_Passage provided:_

---+---

# Your first year as a self-employed painter and decorator
Year one on your own as a decorator is mostly full house repaints, landlord refreshes and endless single rooms - not designer kitchen spraying every day. You'll be living on emulsion, undercoat and satinwood, working around other trades, and learning how fast you really are when it's just you and a roller.
The good news: compared with other trades your starter kit is the cheapest, there's always a market for someone who preps properly, and you can climb your day rate surprisingly quickly if your finish is sharp and you don't bodge.
This guide covers the painter/decorator-specific stuff for year one. SiteKiln has separate guides for the general self-employment basics.
The Improver Reality
Most people coming out of college or finishing up with a firm aren't ready to price and run jobs solo on day one. That's normal. You're an improver - not a finished decorator yet. Own it. Don't walk into a house pretending you can spray a kitchen when you've never held a gun, or quote a hall/stairs/landing when you've never worked one alone. Watch how experienced decorators work - how they prep, how they cut in, how they manage a whole house without getting in a mess. The good ones will show you if you turn up keen and don't act like you already know it all. This phase lasts months, sometimes a full year. It's not a failure - it's how every good decorator starts.

---+---

_Information shown:_
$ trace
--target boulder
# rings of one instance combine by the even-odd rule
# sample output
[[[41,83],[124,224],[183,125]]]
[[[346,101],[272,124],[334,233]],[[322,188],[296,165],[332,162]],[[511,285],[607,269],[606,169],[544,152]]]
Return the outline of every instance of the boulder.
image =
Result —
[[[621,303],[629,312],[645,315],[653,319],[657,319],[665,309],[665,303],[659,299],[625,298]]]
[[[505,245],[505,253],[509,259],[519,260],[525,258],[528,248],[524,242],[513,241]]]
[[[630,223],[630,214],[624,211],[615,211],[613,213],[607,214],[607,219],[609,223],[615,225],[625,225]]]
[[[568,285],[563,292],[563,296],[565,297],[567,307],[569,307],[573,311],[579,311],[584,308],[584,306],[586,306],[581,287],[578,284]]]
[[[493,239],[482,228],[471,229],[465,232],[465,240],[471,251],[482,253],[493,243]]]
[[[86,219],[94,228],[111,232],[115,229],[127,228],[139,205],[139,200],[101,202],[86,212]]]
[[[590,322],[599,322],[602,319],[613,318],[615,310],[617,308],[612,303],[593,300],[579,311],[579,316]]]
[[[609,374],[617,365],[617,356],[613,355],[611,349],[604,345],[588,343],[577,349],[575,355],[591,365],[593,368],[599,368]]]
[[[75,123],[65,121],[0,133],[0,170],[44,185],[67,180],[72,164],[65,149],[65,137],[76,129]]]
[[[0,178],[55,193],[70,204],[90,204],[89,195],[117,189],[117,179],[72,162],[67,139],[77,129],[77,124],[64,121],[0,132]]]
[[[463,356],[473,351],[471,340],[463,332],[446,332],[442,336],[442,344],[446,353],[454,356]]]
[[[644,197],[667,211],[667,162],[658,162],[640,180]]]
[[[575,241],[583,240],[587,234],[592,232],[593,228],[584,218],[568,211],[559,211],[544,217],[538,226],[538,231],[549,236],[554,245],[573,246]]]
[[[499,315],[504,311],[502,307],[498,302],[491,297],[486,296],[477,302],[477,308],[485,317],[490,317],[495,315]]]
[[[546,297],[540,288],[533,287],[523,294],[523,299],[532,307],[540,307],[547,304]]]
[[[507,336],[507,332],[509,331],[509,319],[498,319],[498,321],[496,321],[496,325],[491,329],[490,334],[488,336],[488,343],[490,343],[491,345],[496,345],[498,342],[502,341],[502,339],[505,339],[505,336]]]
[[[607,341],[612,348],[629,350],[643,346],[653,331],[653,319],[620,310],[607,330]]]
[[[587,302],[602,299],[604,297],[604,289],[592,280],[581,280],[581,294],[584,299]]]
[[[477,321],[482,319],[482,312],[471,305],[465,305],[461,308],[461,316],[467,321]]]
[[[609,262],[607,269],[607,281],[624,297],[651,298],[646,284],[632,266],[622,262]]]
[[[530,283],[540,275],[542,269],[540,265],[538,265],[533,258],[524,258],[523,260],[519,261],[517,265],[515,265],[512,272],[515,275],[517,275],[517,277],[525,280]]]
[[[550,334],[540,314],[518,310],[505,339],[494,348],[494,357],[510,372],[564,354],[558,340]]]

---+---

_Exercise task A:_
Duplicate the section of the decorator guide from "The Improver Reality" up to and including "good decorator starts.", without changing a word.
_Exercise task B:_
Answer these questions using the decorator guide:
(i) Which three products does the guide say you'll be living on in year one?
(ii) Compared with other trades, how does the guide describe a decorator's starter kit?
(iii) How long does the improver phase last, according to the guide?

_Complete response A:_
The Improver Reality
Most people coming out of college or finishing up with a firm aren't ready to price and run jobs solo on day one. That's normal. You're an improver - not a finished decorator yet. Own it. Don't walk into a house pretending you can spray a kitchen when you've never held a gun, or quote a hall/stairs/landing when you've never worked one alone. Watch how experienced decorators work - how they prep, how they cut in, how they manage a whole house without getting in a mess. The good ones will show you if you turn up keen and don't act like you already know it all. This phase lasts months, sometimes a full year. It's not a failure - it's how every good decorator starts.

_Complete response B:_
(i) Emulsion, undercoat and satinwood.
(ii) It is the cheapest.
(iii) Months, sometimes a full year.